━━ PASSAGE

In addition, a requirements.txt is required by GitHub to set up the venv, and belongs in the role folder (roles/proxmox_kvm as above):

###### Requirements without Version Specifiers ######
pytz
netaddr
django
jinja2
requests
pynetbox

###### Requirements with Version Specifiers ######
ansible >= 8.4.0              # Mostly just don't use old Ansible (e.g. v2, v3)
proxmoxer >= 2.0.0
Enter fullscreen mode Exit fullscreen mode

This Ansible playbook also integrates Netbox, as my vSphere workflow did, and uses a common schema to simplify code re-use. There are a few quirks with the Proxmox playbooks:

  • There's no module to grab VM Guest network information, but the API provides it, so I can get it with uri
  • Proxmox has a nasty habit of breaking Ansible with JSON keys that include -. The best way to fix it is with a debug action: {{ prox_network_result.json.data | replace('-','_') }}
  • Proxmox's VM copy needs a timeout configured, and announces it's done before the VM is ready for actions. I added an ansible.builtin.pause step before starting the VM, and after (to allow it to boot)

━━━━
━━ SUPPLIED RECORDS

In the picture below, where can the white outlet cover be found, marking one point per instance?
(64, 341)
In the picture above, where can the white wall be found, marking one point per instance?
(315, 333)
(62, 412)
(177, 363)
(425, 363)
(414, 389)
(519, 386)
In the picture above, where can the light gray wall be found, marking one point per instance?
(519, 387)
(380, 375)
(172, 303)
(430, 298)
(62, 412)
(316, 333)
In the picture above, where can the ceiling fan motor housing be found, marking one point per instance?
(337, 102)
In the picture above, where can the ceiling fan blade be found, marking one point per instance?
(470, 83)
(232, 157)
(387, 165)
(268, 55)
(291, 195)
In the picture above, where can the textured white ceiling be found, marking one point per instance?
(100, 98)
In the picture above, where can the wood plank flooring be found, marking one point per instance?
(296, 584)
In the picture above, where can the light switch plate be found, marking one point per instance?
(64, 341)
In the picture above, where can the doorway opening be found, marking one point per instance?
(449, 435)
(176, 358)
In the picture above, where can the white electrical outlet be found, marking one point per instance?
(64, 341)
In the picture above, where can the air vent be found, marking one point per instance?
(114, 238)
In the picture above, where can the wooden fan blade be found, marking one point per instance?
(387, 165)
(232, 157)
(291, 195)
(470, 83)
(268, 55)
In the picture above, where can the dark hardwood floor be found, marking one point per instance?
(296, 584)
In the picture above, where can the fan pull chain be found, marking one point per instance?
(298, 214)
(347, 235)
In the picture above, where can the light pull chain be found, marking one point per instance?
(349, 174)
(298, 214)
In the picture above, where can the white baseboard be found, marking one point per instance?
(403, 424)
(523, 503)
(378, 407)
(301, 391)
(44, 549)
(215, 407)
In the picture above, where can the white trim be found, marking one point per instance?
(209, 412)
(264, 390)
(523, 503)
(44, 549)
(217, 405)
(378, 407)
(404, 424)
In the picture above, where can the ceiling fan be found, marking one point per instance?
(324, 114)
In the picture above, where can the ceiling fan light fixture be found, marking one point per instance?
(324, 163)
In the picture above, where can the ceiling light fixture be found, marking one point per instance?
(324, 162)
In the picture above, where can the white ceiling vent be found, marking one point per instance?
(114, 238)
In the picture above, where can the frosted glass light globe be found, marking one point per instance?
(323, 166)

━━━━
━━ SUPPLIED RECORDS

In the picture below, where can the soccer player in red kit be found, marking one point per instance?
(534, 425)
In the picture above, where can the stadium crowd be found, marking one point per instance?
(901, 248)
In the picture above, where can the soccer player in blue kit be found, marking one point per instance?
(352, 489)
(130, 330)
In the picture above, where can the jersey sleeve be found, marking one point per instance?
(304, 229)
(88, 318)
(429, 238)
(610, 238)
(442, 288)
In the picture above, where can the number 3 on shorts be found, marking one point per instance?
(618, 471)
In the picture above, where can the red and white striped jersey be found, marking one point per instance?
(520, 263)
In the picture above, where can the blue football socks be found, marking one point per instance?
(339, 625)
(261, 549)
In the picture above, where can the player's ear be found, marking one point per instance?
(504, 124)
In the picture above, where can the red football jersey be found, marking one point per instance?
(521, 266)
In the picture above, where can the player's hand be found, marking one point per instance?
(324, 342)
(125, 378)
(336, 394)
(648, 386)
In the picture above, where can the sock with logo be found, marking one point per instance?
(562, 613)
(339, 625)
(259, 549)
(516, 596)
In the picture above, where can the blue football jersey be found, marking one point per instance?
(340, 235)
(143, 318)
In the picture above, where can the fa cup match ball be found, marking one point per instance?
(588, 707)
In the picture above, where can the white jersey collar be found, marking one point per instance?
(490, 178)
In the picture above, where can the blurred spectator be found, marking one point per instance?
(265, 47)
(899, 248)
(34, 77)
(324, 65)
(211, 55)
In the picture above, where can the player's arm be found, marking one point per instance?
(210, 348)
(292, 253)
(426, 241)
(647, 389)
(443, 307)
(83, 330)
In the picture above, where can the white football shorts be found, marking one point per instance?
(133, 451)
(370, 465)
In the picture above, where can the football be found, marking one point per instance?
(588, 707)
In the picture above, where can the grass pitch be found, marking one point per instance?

━━━━
━━ SUPPLIED RECORDS

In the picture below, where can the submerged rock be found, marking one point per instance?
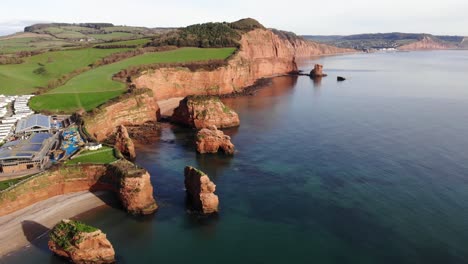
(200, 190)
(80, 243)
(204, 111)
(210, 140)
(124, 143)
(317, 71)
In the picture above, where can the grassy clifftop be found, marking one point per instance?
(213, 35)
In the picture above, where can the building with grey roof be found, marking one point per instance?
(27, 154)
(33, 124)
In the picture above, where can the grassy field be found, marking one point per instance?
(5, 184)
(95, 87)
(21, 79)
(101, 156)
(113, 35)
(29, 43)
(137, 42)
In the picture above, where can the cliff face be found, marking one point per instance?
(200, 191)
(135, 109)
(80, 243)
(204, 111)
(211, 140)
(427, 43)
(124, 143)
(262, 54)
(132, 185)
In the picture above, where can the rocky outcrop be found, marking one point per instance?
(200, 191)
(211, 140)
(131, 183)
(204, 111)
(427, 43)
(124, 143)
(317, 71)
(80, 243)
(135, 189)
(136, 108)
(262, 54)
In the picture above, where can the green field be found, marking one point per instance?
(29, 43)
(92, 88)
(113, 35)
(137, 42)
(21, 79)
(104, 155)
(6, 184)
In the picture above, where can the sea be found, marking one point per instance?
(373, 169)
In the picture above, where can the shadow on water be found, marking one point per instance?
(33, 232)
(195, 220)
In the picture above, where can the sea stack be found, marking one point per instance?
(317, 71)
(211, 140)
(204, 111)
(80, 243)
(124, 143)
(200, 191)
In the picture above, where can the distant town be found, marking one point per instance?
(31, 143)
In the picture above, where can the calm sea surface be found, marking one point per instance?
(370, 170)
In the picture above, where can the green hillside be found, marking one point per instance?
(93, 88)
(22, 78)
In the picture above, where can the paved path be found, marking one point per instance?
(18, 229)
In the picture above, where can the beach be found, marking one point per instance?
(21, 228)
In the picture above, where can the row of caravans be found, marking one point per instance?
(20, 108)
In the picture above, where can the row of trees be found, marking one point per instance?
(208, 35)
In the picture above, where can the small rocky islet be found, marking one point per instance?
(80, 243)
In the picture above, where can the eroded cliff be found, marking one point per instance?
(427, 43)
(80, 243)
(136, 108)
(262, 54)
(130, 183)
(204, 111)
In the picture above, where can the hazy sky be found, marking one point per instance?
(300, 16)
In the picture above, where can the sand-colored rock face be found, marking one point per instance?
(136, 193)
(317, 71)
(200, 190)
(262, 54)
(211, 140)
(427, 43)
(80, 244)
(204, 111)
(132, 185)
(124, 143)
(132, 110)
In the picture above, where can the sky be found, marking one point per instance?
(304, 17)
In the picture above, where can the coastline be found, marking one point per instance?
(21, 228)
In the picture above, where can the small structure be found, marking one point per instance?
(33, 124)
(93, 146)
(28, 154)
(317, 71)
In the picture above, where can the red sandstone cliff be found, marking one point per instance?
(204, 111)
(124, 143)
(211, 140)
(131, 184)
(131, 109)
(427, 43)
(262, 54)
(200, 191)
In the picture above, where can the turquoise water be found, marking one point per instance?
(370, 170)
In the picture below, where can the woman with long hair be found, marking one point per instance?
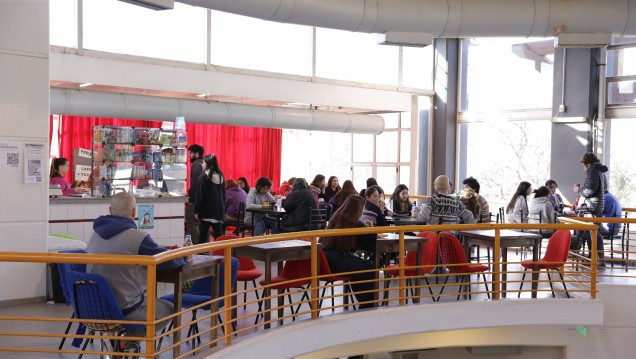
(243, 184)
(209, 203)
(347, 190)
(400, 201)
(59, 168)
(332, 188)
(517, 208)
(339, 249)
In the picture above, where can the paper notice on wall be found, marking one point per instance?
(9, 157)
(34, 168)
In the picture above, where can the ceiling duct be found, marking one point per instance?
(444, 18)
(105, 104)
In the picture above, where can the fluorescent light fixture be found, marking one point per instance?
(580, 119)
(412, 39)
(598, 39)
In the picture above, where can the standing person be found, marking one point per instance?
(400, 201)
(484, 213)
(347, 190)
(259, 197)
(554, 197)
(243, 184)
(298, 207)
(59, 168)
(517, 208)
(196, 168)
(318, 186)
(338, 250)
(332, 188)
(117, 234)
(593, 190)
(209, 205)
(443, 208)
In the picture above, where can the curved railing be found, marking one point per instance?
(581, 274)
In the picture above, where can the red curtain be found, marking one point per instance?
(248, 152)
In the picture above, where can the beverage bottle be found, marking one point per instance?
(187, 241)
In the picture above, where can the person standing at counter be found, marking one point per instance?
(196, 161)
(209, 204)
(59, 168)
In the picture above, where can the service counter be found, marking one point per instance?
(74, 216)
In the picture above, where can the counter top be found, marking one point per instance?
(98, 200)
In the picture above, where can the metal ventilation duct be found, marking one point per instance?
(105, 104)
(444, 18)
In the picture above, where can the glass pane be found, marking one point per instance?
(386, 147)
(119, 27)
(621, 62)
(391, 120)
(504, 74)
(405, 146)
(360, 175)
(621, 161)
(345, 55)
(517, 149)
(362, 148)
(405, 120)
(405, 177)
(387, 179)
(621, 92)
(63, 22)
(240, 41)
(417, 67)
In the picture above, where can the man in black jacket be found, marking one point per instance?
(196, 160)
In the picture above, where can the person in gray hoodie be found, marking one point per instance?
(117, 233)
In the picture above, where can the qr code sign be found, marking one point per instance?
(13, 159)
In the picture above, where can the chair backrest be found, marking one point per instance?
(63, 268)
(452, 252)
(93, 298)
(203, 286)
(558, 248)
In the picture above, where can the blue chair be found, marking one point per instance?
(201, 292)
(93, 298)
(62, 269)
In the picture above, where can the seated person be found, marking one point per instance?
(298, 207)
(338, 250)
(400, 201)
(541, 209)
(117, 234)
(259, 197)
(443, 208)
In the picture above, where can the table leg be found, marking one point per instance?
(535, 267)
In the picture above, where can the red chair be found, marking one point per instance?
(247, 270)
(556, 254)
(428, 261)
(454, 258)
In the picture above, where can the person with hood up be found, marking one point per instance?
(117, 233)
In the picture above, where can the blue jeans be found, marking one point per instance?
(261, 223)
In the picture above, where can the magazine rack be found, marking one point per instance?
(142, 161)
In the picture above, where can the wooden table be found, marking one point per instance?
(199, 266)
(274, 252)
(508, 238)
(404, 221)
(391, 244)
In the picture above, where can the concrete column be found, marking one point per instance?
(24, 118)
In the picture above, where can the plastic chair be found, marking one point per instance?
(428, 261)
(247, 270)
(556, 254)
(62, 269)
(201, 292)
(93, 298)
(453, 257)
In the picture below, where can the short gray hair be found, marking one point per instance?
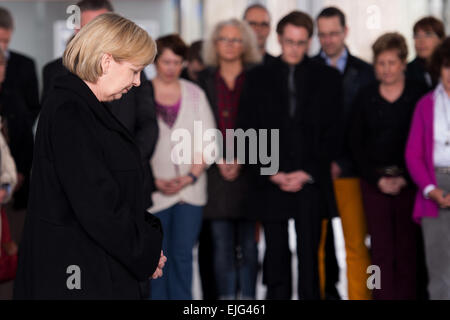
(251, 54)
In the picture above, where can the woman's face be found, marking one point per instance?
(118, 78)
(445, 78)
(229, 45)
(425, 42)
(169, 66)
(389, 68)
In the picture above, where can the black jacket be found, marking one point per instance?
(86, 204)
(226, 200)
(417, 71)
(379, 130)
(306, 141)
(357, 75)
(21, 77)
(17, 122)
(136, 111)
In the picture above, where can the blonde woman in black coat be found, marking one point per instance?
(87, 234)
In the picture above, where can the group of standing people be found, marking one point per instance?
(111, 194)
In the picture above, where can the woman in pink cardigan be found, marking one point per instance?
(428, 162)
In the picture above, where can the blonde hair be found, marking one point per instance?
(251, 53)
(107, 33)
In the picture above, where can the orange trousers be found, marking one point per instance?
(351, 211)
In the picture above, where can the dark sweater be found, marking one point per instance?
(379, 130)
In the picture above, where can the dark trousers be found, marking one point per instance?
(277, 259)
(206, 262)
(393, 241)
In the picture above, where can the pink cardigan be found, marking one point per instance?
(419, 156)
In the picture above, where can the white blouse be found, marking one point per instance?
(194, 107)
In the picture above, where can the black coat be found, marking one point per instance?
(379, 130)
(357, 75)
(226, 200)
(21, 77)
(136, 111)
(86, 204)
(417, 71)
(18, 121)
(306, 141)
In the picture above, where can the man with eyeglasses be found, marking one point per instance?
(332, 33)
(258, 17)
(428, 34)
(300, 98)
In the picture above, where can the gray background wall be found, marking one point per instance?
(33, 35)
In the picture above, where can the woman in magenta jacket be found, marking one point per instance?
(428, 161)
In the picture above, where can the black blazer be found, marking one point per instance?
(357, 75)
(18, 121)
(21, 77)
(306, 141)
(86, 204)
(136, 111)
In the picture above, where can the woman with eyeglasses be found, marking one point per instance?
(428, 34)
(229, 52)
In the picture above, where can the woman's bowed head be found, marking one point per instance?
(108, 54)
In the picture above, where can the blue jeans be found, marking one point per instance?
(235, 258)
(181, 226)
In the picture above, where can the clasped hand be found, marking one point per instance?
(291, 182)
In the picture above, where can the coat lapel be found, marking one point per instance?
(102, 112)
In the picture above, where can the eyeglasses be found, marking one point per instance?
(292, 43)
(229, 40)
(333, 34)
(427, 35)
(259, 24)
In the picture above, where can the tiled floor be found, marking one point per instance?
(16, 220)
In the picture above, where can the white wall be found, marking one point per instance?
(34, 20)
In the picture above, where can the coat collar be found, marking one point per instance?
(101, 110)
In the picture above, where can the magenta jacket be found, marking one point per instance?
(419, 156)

━━━━

* _DIRECTIONS FOR THIS TASK_: Repeat the Proxmox passage word for word, everything from "proxmoxer >= 2.0.0" down to "it to boot)". This data comes from a separate source.

* _FINISHED ANSWER_:
proxmoxer >= 2.0.0
Enter fullscreen mode Exit fullscreen mode

This Ansible playbook also integrates Netbox, as my vSphere workflow did, and uses a common schema to simplify code re-use. There are a few quirks with the Proxmox playbooks:

  • There's no module to grab VM Guest network information, but the API provides it, so I can get it with uri
  • Proxmox has a nasty habit of breaking Ansible with JSON keys that include -. The best way to fix it is with a debug action: {{ prox_network_result.json.data | replace('-','_') }}
  • Proxmox's VM copy needs a timeout configured, and announces it's done before the VM is ready for actions. I added an ansible.builtin.pause step before starting the VM, and after (to allow it to boot)